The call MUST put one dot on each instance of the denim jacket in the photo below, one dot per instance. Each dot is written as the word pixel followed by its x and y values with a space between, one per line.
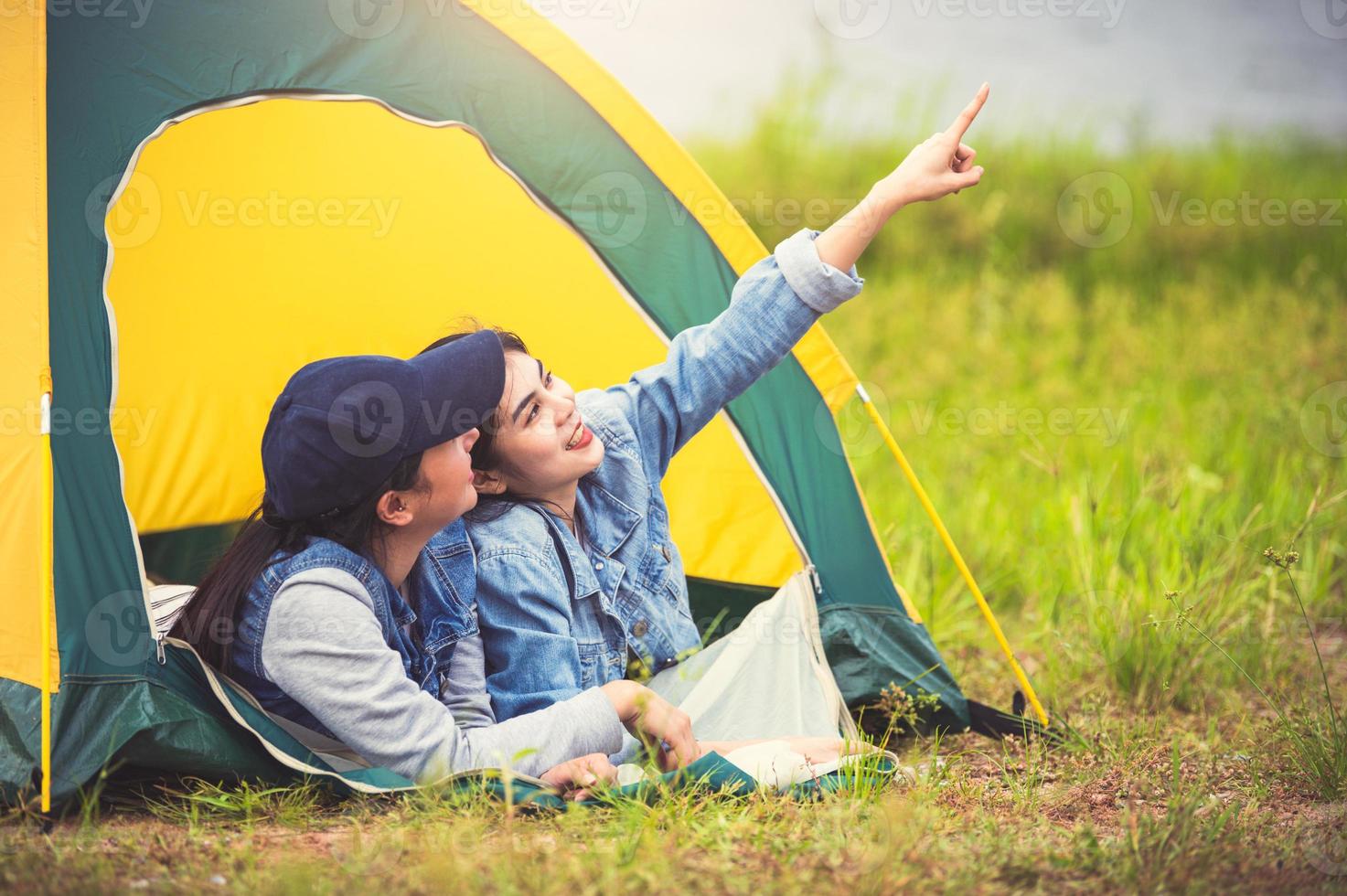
pixel 557 622
pixel 444 585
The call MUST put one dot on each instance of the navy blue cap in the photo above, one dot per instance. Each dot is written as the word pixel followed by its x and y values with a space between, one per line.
pixel 341 424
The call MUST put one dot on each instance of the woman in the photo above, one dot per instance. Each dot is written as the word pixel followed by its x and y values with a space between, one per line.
pixel 577 573
pixel 347 603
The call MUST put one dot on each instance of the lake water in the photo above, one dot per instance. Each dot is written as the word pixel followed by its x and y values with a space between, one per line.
pixel 1122 69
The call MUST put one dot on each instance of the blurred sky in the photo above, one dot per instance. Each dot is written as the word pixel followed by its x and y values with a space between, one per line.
pixel 1171 70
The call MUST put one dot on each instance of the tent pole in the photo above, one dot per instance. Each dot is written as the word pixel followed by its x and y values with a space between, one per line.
pixel 46 586
pixel 954 552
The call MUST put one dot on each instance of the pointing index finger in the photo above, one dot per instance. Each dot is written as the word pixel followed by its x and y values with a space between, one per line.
pixel 970 112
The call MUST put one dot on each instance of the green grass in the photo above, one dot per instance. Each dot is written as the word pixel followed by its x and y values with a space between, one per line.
pixel 1204 344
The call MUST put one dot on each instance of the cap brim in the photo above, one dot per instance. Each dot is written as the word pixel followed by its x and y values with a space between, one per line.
pixel 462 383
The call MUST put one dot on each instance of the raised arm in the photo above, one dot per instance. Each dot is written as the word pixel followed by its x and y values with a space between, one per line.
pixel 779 299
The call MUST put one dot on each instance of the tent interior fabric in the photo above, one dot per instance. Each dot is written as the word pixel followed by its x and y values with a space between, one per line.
pixel 201 199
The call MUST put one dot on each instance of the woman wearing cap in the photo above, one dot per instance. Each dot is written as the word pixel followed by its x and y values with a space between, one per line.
pixel 577 571
pixel 347 603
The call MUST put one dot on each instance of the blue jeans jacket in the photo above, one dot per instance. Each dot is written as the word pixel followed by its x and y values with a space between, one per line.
pixel 555 622
pixel 444 586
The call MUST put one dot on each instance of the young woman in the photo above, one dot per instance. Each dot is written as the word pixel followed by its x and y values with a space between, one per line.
pixel 347 603
pixel 577 573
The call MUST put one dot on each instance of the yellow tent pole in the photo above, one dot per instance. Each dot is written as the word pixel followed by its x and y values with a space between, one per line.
pixel 46 589
pixel 954 552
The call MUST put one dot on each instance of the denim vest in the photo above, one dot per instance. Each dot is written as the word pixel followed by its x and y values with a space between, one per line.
pixel 557 620
pixel 442 585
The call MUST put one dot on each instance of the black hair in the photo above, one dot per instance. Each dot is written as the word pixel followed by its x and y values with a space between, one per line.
pixel 209 620
pixel 486 453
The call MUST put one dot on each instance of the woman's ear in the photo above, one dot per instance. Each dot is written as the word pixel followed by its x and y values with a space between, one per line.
pixel 392 508
pixel 487 483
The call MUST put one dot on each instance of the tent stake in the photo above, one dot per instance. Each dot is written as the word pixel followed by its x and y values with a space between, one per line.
pixel 954 552
pixel 46 586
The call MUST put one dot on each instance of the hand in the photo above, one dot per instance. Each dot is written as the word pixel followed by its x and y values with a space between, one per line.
pixel 936 167
pixel 654 719
pixel 580 776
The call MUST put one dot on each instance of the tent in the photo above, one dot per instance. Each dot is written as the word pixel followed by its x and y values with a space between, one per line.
pixel 198 197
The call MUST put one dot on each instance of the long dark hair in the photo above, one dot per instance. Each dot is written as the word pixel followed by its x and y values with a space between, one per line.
pixel 209 620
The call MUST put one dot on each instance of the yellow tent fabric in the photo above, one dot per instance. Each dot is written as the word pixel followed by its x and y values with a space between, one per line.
pixel 341 252
pixel 25 453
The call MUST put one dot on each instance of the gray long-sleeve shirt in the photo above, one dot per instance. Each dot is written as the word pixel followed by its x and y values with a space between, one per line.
pixel 325 648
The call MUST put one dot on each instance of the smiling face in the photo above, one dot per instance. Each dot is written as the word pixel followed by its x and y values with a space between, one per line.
pixel 540 446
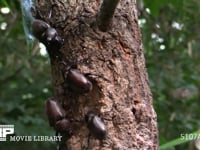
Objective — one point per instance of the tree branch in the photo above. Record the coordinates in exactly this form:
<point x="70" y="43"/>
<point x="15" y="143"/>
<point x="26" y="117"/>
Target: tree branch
<point x="106" y="13"/>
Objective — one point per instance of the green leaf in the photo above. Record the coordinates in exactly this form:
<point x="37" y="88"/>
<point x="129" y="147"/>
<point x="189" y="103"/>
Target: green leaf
= = = = = = =
Retype the data exactly as it stands, but keep the images out of your copy.

**Finished task**
The call MUST put one dot on each instance of the denim jacket in the photo below, one dot per instance. Each dot is written as the word pixel followed by its x and y values with a space between, one per line.
pixel 557 622
pixel 444 585
The call MUST put one dot on each instance of the navy blue cap in the photo above, one dot per instance. Each dot is written as the word pixel followed by its x and y values with a space between, one per line.
pixel 341 424
The call MUST put one dot on each instance of the woman in the photo above, one dot per instance. Each dot is written as the word pixel followed by its x and y values with a space between, one per line.
pixel 577 573
pixel 347 603
The call MUST put one dot on each instance of the lake water in the photo above, one dot per instance. Each dot is written as the word pixel followed by its x and y values with a space between, one per line.
pixel 1122 69
The call MUST put one dot on each instance of the blurred sky in the photo above, one dot per instance. Each dot is written as the word pixel followed by its x and y values with a space between, one per line.
pixel 1171 70
The call MUST put one dot on each instance of the tent pole in the photo above, one dot per instance. Each dot is written as the word pixel followed by its x and y values with a space between, one per line.
pixel 46 586
pixel 954 552
The call MUST put one dot on each instance of the pointing index finger in the photo above, one dot per instance. Each dot is written as the word pixel followed by its x and y values with a space between, one per line.
pixel 970 112
The call MUST put one dot on each instance of the green grass in the photo above, one dot per instance. Each dot is written as the word pixel followed by its x and y values with a space between, one per line.
pixel 1204 344
The call MUST put one dot on each instance of the cap brim in the photo above, one dot per instance. Each dot is written as the word pixel followed by its x and y values with a space between, one per line.
pixel 462 383
The call MUST put one dot on each instance of the raised arm in the photo above, one dot per instance. Each dot is written as the word pixel followed by its x and y values with a space between, one per line.
pixel 779 299
The call MUST put one dot on each instance of the tent interior fabric in the photo above, one dot per instance. Each dot is written as the word pixel followed by its x and y values with a space between, one per line.
pixel 201 199
The call MUST put one dot on each instance of the woman wearing cap in the photo above, one dot per instance. Each dot is written as the word pixel followed by its x and y values with a space between, one per line.
pixel 577 571
pixel 347 603
The call MUST put one dot on each instance of the blue jeans jacket in the photo above, one dot per instance. Each dot is written as the word pixel followed by its x and y values with a space between, one per line.
pixel 555 622
pixel 444 586
The call MUST put one dot on each instance of the young woman in the photo above, one dot per instance. Each dot is written as the word pixel followed by its x and y values with a space between, one per line.
pixel 347 603
pixel 577 573
The call MUST put one dot on each instance of the yellow tent pole in the photo above, one dot per instance. Each dot is written as the word pixel followed by its x and y values with a space between, one per line.
pixel 46 589
pixel 954 552
The call MUST put one dot on each instance of the denim vest in the photo above, one dot per instance. Each dot is written as the word pixel followed by its x and y values with a space between, one per line.
pixel 557 620
pixel 442 585
The call MUST put one dot on each instance of the black hair in the photo above, one dot per instance. Each dot is written as the word pixel followed by its x and y values with a space between, one per line.
pixel 209 620
pixel 486 453
The call MUST put one dot on each instance of the woman's ear in the photo above, one dot per instance. Each dot is written as the word pixel followed by its x and y values with a space between, one per line.
pixel 392 508
pixel 487 483
The call MUST put one dot on each instance of the tent stake in the photo above, one dot per instance. Each dot is written as the word pixel followed by its x and y values with a space between, one per line.
pixel 954 552
pixel 46 586
The call MUST put one dot on each instance of the hand in the photo above, one dot per instance. Each dot is written as the word pixel followed by its x and y values with a space between, one per line.
pixel 936 167
pixel 654 719
pixel 580 776
The call MUST put one dot on each instance of the tent in the photo above, one dot per instance. Each dot is written as the word pixel followed by its x and y values with a space between, one per line.
pixel 198 197
The call MUST put one dot on each instance of the long dark hair in the photo above, one dot per instance. Each dot is written as the word pixel followed by its x and y values with a space between, one per line.
pixel 209 620
The call MUST put one dot on each instance of the yellow tent fabric in the photo above, one dot per instance. Each dot is written as the word pixel followed by its x and y values with a space between, one per line.
pixel 341 252
pixel 25 453
The call MUST put one dot on each instance of the gray long-sleeve shirt in the photo above, one dot per instance. Each dot is written as the word pixel followed by its x and y values with a space between, one per line.
pixel 325 648
The call MUST put one dot on each instance of the smiling face in the photo above, one dot per instance. Each dot is written as the word pixel followed by its x and y values with a space between, one per line.
pixel 540 446
Objective — one point per instance of the tree branch in the photo above. Record the coordinates in exactly this form:
<point x="70" y="43"/>
<point x="15" y="143"/>
<point x="26" y="117"/>
Target: tree branch
<point x="106" y="13"/>
Objective — one point per instance of the green leaf in the photo above. Record the coordinates in exactly this form:
<point x="37" y="88"/>
<point x="129" y="147"/>
<point x="189" y="103"/>
Target: green leaf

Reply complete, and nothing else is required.